DATA SECTION section start
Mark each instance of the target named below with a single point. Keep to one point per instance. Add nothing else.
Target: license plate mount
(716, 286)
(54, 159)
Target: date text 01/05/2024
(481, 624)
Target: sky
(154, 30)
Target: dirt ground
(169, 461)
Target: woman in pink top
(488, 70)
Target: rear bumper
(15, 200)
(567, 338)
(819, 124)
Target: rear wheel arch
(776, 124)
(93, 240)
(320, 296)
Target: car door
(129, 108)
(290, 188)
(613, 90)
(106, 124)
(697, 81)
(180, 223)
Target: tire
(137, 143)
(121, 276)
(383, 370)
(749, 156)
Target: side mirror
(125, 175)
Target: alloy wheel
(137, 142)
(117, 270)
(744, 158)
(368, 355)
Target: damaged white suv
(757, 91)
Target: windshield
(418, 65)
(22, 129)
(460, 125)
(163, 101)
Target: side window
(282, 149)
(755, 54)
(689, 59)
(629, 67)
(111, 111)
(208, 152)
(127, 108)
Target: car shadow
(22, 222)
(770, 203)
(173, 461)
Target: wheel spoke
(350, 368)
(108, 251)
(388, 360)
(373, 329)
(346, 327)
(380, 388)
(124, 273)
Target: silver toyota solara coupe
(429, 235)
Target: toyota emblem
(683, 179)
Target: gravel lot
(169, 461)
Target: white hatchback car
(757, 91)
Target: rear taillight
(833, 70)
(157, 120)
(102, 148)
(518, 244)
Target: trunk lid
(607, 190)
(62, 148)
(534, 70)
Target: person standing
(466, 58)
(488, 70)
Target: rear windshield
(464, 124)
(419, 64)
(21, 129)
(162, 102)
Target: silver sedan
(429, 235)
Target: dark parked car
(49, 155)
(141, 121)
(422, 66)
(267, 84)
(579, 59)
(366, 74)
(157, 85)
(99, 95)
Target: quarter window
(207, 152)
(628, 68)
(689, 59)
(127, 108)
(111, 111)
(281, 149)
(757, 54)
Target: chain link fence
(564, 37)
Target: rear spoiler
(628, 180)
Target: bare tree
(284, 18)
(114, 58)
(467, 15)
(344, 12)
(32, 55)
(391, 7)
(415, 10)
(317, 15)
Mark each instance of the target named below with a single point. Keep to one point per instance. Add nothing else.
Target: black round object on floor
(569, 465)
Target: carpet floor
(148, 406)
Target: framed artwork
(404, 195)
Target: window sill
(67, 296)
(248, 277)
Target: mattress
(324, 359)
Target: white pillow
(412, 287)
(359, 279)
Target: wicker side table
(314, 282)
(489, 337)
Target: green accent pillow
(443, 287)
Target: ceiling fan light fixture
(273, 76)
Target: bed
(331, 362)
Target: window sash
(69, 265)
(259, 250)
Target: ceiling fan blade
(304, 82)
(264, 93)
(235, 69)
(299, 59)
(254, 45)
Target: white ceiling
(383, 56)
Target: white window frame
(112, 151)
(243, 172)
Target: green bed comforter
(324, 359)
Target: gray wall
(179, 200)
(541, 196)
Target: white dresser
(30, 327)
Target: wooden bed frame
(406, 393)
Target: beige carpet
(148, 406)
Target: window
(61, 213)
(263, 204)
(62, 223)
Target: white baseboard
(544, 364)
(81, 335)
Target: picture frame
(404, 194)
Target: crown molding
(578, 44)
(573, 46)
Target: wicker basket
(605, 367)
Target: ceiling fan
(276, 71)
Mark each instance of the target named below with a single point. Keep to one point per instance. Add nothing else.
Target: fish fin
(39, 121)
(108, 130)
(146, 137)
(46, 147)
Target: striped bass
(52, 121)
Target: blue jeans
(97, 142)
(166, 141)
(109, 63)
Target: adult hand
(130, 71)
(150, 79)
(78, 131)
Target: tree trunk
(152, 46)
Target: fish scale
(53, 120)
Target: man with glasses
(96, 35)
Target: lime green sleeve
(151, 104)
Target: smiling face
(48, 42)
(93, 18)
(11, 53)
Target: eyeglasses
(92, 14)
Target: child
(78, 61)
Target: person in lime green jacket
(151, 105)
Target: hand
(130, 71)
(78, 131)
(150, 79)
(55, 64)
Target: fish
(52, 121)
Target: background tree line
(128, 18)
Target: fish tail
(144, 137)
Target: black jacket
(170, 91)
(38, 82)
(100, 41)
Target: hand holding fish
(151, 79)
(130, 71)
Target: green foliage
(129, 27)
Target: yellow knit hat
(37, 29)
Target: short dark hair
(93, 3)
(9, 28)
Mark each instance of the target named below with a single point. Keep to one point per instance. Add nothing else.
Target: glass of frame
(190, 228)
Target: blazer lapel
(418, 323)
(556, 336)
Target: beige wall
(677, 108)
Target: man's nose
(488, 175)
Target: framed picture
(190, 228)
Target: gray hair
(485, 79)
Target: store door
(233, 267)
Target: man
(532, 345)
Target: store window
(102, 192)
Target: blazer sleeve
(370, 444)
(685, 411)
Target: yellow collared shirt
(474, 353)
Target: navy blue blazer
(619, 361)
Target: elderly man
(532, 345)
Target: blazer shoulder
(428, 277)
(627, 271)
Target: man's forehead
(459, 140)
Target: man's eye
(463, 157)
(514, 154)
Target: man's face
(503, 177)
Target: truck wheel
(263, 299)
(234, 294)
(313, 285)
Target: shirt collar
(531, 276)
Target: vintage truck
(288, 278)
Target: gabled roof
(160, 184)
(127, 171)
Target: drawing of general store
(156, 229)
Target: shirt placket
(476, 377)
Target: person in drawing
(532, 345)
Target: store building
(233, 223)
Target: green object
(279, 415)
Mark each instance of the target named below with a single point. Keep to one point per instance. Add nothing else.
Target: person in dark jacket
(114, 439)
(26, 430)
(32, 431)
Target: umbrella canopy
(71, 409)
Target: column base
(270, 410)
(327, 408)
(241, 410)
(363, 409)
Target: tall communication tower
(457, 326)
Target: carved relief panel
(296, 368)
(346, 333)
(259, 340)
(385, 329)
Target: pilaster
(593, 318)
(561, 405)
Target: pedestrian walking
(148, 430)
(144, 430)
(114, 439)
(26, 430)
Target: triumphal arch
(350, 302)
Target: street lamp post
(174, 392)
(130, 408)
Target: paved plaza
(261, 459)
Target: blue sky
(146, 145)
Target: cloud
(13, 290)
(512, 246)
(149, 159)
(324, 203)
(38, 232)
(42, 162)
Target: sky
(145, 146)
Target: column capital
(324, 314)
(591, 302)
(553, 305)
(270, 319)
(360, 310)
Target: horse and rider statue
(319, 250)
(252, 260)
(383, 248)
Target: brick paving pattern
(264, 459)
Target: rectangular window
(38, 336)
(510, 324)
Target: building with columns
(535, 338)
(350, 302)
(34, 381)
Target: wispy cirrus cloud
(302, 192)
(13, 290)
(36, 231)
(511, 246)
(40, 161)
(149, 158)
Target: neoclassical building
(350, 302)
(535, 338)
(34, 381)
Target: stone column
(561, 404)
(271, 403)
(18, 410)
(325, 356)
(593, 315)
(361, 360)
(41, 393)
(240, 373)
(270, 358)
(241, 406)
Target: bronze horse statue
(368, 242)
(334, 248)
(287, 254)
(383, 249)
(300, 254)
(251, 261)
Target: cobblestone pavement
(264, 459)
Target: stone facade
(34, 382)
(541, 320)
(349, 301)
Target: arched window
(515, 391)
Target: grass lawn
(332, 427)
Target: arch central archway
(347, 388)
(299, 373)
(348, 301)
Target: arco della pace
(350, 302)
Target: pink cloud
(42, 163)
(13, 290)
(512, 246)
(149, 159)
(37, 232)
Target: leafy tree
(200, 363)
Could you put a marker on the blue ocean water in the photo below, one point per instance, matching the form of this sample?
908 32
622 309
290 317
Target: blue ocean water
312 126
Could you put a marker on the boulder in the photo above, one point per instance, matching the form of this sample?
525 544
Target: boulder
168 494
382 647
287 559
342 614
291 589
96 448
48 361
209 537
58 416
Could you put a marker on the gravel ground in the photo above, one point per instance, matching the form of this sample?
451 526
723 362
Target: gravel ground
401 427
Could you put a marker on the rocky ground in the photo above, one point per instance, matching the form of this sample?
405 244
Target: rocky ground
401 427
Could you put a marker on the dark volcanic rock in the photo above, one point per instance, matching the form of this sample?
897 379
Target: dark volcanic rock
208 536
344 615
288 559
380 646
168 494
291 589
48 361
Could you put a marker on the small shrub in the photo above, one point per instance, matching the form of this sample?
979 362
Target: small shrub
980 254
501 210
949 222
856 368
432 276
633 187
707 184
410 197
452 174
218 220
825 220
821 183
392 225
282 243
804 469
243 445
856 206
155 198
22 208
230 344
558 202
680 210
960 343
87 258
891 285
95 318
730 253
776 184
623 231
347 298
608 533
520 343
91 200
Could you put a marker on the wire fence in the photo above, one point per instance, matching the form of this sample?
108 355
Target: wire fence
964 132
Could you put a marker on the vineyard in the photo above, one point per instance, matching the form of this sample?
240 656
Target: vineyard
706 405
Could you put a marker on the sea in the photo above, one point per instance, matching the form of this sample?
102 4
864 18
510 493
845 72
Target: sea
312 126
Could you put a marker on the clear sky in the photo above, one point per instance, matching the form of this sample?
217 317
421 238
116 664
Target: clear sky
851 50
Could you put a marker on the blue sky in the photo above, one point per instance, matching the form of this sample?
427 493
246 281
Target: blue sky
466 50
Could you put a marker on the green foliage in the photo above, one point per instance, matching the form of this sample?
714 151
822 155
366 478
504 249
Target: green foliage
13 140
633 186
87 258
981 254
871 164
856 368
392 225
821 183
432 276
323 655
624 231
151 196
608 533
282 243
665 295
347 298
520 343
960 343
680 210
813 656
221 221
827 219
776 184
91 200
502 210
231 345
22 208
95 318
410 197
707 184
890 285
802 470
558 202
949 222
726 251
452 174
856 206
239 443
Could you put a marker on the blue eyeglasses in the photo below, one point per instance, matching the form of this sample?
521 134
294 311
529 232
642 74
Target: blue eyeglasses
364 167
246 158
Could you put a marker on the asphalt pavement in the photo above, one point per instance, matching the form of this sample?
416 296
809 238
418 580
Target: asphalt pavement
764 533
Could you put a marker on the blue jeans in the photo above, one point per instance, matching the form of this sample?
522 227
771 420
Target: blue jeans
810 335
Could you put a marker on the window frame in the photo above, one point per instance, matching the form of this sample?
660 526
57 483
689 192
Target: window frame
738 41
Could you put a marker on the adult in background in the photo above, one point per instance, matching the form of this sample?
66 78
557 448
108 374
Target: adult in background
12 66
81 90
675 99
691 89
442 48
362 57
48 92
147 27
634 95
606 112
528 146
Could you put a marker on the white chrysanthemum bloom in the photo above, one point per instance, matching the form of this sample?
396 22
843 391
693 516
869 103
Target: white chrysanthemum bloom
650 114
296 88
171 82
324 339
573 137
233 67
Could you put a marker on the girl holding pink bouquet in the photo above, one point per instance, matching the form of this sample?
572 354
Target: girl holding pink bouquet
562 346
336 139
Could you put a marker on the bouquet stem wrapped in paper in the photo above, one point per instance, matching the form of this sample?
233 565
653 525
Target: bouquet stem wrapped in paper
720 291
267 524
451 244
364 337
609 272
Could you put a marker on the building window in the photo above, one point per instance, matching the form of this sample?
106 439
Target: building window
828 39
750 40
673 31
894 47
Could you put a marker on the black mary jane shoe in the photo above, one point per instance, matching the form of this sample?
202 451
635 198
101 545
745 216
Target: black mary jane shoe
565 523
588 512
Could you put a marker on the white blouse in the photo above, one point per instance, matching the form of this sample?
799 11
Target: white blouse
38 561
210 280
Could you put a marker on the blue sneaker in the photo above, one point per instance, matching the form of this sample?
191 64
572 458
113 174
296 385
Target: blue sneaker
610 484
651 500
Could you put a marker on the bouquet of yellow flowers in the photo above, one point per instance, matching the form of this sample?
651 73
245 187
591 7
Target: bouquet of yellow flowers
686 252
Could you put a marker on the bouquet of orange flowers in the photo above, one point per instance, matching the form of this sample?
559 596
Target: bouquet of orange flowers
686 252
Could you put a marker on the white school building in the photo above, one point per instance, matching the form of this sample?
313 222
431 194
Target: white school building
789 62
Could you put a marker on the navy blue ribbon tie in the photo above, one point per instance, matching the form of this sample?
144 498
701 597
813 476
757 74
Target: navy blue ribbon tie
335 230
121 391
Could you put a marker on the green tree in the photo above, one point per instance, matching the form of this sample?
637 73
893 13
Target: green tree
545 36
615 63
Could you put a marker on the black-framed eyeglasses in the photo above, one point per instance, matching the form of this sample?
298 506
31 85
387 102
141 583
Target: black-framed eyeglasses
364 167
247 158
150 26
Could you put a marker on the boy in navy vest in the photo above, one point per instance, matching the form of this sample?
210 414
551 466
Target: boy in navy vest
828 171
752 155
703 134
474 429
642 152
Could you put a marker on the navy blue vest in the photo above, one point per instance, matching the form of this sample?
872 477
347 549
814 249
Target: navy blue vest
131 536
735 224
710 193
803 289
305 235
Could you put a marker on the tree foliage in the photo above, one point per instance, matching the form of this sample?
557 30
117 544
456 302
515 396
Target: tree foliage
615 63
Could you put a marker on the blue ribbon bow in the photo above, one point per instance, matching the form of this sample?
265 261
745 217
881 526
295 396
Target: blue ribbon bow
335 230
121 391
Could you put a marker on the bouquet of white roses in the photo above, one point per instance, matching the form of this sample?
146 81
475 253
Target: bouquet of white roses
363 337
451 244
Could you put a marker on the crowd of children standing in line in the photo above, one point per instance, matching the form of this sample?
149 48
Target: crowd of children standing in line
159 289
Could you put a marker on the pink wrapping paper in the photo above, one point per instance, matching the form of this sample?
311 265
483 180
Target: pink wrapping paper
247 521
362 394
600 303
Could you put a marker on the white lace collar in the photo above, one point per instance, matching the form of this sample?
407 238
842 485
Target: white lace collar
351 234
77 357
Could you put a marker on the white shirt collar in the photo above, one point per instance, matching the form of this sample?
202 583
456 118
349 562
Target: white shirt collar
DATA SECTION section end
● INSTRUCTIONS TO FOLLOW
Using the material above, reproduce exactly the line that contains "Target: pink wrapping paper" and all lines after it through the last one, and only those.

● FINAL ANSWER
Target: pink wrapping paper
247 521
362 394
600 303
Could you put a marker on the white lace collar in the photo above, one point per instance, matching the form of this sample?
407 238
842 485
Target: white lace collar
351 234
77 357
Could you put a marker on the white shirt collar in the photo above, one point per instance, matching the form of this sample?
202 583
456 118
349 562
Target: white shirt collar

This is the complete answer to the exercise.